(Objective) Rewrite every item below, swapping "detected box" for "bounding box" at each occurrence and leaving everything else unchanged.

[Items from a data collection]
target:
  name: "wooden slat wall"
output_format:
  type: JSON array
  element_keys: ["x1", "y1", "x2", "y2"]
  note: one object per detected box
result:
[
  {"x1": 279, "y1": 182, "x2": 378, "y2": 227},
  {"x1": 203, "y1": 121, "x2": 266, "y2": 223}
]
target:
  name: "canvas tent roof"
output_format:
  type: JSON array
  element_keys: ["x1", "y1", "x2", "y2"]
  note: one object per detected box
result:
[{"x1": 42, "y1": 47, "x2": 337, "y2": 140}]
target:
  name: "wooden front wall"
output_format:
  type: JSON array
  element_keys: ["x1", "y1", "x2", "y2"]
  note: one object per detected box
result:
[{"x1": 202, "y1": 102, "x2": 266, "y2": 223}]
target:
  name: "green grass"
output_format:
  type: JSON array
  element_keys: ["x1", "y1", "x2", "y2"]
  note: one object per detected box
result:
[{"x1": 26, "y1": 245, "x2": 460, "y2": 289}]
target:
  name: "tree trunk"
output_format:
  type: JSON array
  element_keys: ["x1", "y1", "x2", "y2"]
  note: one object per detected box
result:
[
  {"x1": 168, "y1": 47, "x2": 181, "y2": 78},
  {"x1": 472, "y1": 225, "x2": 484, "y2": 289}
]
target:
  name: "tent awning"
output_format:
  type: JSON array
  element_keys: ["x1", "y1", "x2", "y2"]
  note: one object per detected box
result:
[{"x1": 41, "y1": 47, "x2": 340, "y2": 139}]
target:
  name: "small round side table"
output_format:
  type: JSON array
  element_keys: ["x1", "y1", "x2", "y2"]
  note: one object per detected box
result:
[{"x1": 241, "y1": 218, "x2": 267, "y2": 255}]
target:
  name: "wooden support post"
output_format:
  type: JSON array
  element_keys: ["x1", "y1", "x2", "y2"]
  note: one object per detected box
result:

(Written solution)
target:
  name: "wooden slat wall"
output_format:
  type: JSON array
  element_keys: ["x1", "y1", "x2", "y2"]
  note: one object per bounding box
result:
[
  {"x1": 279, "y1": 182, "x2": 378, "y2": 227},
  {"x1": 203, "y1": 121, "x2": 266, "y2": 223}
]
target:
  name: "canvas tent roof"
output_format:
  type: JSON array
  element_keys: ["x1", "y1", "x2", "y2"]
  note: one object per bounding box
result:
[{"x1": 42, "y1": 47, "x2": 337, "y2": 140}]
target:
  name: "wooden front wall"
output_format:
  type: JSON array
  element_keys: ["x1", "y1", "x2", "y2"]
  note: one object per bounding box
result:
[{"x1": 202, "y1": 102, "x2": 266, "y2": 223}]
target:
  name: "green grass"
output_format:
  type: JSON array
  element_keys: ["x1", "y1", "x2", "y2"]
  note: one object per bounding box
result:
[{"x1": 26, "y1": 245, "x2": 460, "y2": 289}]
target:
  name: "tree trunk"
output_format:
  type: JSON array
  element_keys: ["x1", "y1", "x2", "y2"]
  note: one object per bounding box
result:
[
  {"x1": 168, "y1": 47, "x2": 181, "y2": 78},
  {"x1": 472, "y1": 225, "x2": 484, "y2": 289}
]
target:
  name: "tent awning"
output_format:
  type: JSON array
  element_keys: ["x1", "y1", "x2", "y2"]
  note: one object per bounding box
result:
[{"x1": 41, "y1": 47, "x2": 340, "y2": 139}]
target:
  name: "small round side table"
output_format:
  type: JSON array
  element_keys: ["x1", "y1", "x2", "y2"]
  note: one object per bounding box
result:
[{"x1": 241, "y1": 218, "x2": 267, "y2": 255}]
target:
  name: "wooden support post"
output_format:
  type: JSON array
  element_keys: ["x1", "y1", "x2", "y2"]
  note: one object per bounding box
result:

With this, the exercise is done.